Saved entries
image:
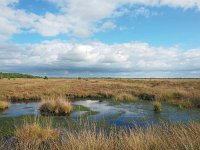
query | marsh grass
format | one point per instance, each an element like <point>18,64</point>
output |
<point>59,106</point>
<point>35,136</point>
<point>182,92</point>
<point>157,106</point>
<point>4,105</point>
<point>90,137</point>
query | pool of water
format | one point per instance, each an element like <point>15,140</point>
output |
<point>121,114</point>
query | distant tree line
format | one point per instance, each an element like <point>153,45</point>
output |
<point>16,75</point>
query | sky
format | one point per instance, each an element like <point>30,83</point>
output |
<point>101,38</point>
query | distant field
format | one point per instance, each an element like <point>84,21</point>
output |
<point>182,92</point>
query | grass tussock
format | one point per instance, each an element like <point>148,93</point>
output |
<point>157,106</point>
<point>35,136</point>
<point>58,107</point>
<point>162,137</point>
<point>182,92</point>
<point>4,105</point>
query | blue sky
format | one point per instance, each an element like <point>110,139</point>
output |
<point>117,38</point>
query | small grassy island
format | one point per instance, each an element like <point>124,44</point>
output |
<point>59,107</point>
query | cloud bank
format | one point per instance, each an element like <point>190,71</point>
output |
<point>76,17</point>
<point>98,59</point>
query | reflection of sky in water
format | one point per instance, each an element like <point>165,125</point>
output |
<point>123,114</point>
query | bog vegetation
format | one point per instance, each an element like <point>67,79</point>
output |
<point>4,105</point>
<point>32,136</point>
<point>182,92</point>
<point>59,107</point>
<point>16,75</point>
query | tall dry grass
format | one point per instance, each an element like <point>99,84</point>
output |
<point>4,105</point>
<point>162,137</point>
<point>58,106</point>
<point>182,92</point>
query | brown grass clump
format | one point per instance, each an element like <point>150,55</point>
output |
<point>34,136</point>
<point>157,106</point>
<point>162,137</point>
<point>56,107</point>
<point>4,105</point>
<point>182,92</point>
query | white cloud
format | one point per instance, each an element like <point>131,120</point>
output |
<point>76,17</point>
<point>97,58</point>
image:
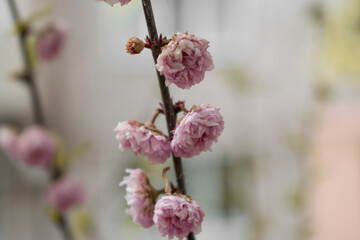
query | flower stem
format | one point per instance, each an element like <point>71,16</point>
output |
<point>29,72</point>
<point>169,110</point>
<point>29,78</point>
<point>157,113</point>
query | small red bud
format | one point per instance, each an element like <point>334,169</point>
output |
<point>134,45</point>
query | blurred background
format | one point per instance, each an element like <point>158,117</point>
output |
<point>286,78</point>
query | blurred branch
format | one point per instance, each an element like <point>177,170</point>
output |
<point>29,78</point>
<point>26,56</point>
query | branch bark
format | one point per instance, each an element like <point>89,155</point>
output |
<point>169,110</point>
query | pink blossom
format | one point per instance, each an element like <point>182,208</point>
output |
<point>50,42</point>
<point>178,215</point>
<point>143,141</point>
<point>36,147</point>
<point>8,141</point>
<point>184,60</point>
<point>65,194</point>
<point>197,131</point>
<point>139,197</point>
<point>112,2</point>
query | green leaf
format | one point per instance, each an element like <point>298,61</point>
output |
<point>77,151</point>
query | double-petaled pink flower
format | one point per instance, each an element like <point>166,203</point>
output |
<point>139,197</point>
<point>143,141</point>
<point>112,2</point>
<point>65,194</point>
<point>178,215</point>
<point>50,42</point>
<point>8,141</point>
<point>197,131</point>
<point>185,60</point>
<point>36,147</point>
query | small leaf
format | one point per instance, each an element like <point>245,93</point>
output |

Exercise details
Only one stretch of the entries above is needed: the lines from the one containing "query | tall dry grass" through the one containing "element like <point>158,117</point>". Copy it exactly, without the pictures.

Your response
query | tall dry grass
format | one point per instance, each an element like <point>99,84</point>
output |
<point>4,105</point>
<point>162,137</point>
<point>58,106</point>
<point>182,92</point>
query | brown grass clump
format | one point per instance, each an element like <point>150,55</point>
output |
<point>34,136</point>
<point>157,106</point>
<point>162,137</point>
<point>56,107</point>
<point>4,105</point>
<point>182,92</point>
query | white cloud
format | one point per instance, each an element like <point>131,120</point>
output |
<point>76,17</point>
<point>97,58</point>
image:
query | flower stem
format | one point per instance, each an element like <point>71,16</point>
output |
<point>29,72</point>
<point>169,110</point>
<point>29,78</point>
<point>157,113</point>
query | small red bud
format | one point per instance, each an element like <point>334,169</point>
output |
<point>134,45</point>
query | blurred background
format | one point per instance, each an element like <point>158,117</point>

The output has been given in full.